What the task asks: Your task is to copy the records that follow exactly, minus any images.
------------------------------------------------------------
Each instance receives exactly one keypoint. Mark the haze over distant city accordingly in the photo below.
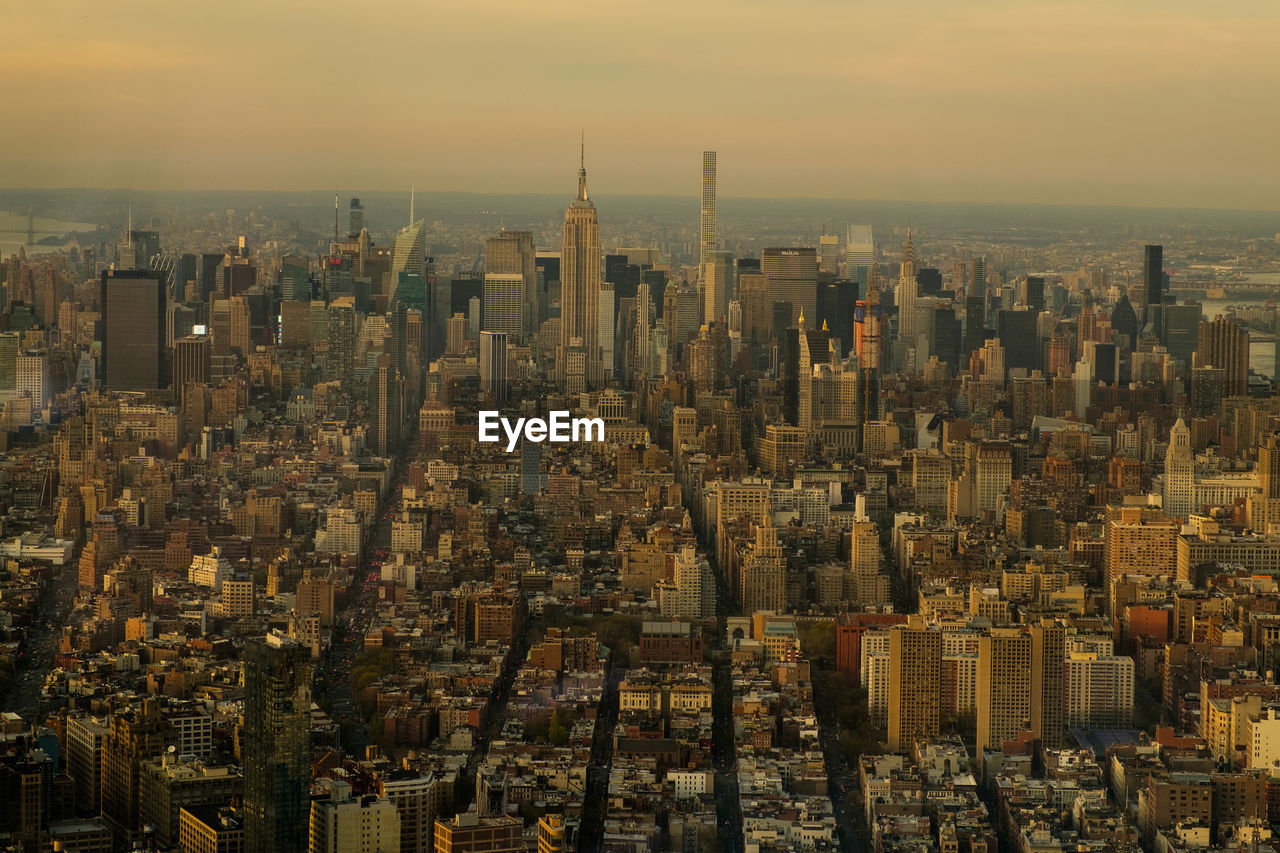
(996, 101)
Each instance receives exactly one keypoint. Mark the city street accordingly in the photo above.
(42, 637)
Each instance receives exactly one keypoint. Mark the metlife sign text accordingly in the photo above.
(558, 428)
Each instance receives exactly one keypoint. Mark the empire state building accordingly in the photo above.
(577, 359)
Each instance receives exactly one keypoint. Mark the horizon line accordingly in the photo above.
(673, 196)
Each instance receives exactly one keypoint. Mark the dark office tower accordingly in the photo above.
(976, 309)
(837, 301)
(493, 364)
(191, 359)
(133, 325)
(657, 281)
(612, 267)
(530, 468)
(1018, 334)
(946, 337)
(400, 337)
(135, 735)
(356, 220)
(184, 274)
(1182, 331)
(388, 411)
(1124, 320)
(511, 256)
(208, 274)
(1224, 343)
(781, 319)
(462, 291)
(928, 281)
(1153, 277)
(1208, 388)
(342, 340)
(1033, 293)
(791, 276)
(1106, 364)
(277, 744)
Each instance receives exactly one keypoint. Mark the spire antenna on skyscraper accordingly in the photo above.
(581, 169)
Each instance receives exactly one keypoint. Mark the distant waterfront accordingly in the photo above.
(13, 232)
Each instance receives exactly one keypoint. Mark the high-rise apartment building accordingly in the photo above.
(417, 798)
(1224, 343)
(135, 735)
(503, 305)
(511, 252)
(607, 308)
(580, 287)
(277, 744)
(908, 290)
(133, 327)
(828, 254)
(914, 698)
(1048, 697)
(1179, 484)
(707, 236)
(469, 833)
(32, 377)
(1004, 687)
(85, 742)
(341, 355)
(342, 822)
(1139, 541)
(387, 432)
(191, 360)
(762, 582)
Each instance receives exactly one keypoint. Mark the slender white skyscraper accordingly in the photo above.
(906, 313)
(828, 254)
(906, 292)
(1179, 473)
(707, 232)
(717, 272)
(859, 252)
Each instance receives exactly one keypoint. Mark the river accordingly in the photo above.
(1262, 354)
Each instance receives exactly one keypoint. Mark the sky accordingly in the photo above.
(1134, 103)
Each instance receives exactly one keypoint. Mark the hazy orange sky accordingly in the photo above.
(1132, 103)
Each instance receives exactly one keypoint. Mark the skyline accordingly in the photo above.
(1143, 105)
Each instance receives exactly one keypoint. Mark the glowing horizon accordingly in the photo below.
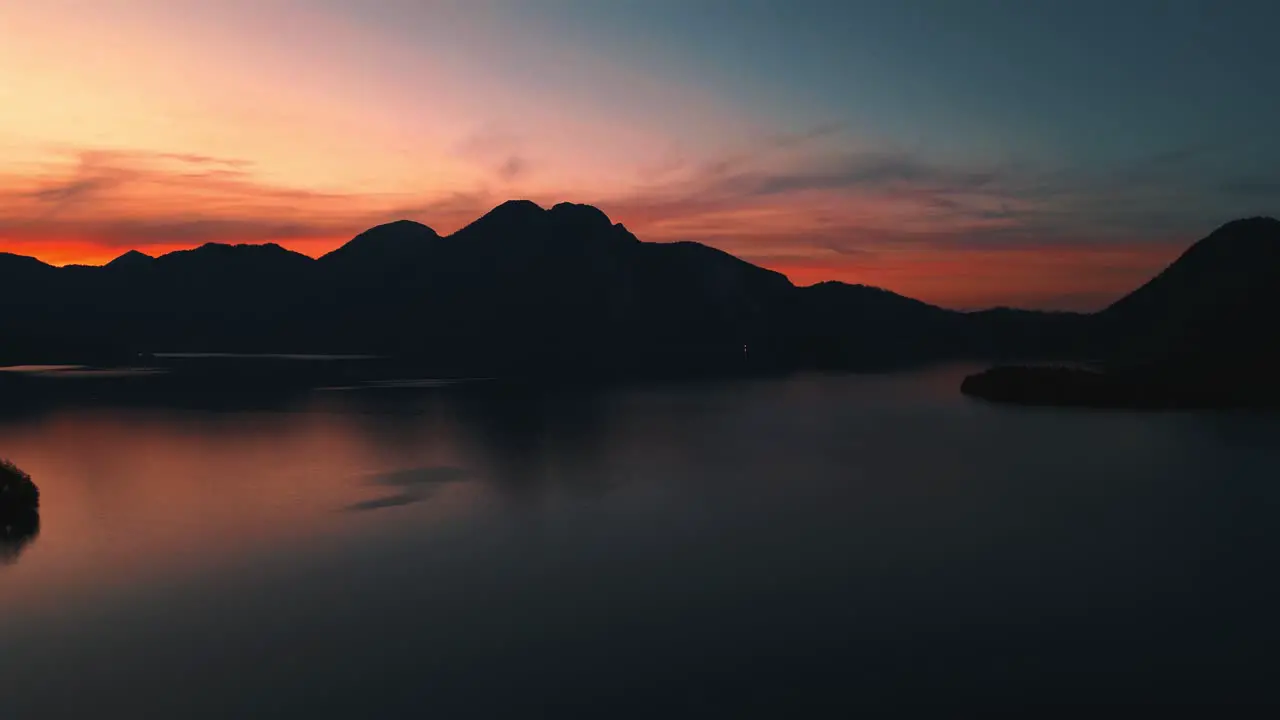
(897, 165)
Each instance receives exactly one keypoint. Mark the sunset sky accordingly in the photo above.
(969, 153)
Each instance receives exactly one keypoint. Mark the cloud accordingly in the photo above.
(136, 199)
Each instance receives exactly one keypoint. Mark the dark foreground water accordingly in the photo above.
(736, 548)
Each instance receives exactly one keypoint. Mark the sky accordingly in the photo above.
------------------------------------------------------------
Response:
Each instance receives exactly one keypoint. Mark the haze over distant city accordingly in the photo below.
(996, 101)
Each instance receives exactly one keypoint. Mark the city street accordingly in the photo above.
(42, 637)
Each instance receives exactly one keypoint. Mark the metlife sign text accordingly in the photo above.
(558, 428)
Each instance receives exactly one keypoint. Mark the empire state building accordingly in the photo above.
(577, 359)
Each instance receives exactly one keypoint. Mark the horizon line accordingly in the photo above.
(673, 196)
Each instance receives exactly one keypoint. Mark the dark office tower accordingly in the photo above.
(976, 309)
(837, 301)
(493, 364)
(191, 359)
(133, 325)
(657, 281)
(612, 267)
(530, 468)
(1018, 334)
(946, 337)
(400, 337)
(135, 735)
(356, 220)
(184, 274)
(1182, 331)
(388, 411)
(1124, 320)
(511, 256)
(208, 274)
(1224, 343)
(781, 319)
(462, 291)
(928, 281)
(1153, 277)
(1208, 388)
(342, 340)
(1033, 293)
(791, 276)
(1106, 364)
(277, 744)
Each instance receives exactly one keypoint. Mark the spire antenna on skyscraper accordingly in the photo above.
(581, 169)
Each instance receives exactly one keypoint. Mark the distant waterfront accordingly in the photo above.
(13, 232)
Each instance receives exactly one keypoint. Mark the high-rise apartment building accordingly in the photo above.
(417, 798)
(1224, 343)
(135, 735)
(503, 305)
(511, 252)
(607, 308)
(580, 287)
(277, 744)
(908, 290)
(133, 327)
(828, 254)
(914, 698)
(1048, 697)
(1179, 484)
(707, 236)
(469, 833)
(32, 377)
(1004, 687)
(85, 742)
(341, 355)
(342, 822)
(1139, 541)
(387, 432)
(191, 360)
(762, 582)
Each instance receives exactly one keypoint. Mark the slender white skyscraper accordingly in the photo above.
(906, 313)
(828, 254)
(906, 292)
(1179, 473)
(707, 232)
(717, 272)
(859, 252)
Each instance receives exactly one keypoint. Mark the river accordingly in the photo above.
(1262, 354)
Each instance receives exactly one keypoint. Mark the sky accordingly in the photo above.
(1134, 103)
Each instance receives exactly one keypoint. Mark the hazy orange sky accordingly in the photo above.
(1132, 103)
Each instance receives exactly one keypoint. Mark the skyline accordingly in the photo above.
(1143, 105)
Each instance receives exactly one keypoint. Mark the glowing horizon accordingly in the photo below.
(897, 165)
Each instance receives exactly one keypoint. Mark the sunset sky accordingly in the photo above.
(969, 153)
Each instance receives exactly one keypoint. Mark the cloud accordingly in the photo above.
(136, 199)
Each instance receives exactly one keypoint. Mark the dark foreground water accordingly in the photo above.
(736, 548)
Each instance receives exactly one keypoint. Mark the sky accordingly in the photo above.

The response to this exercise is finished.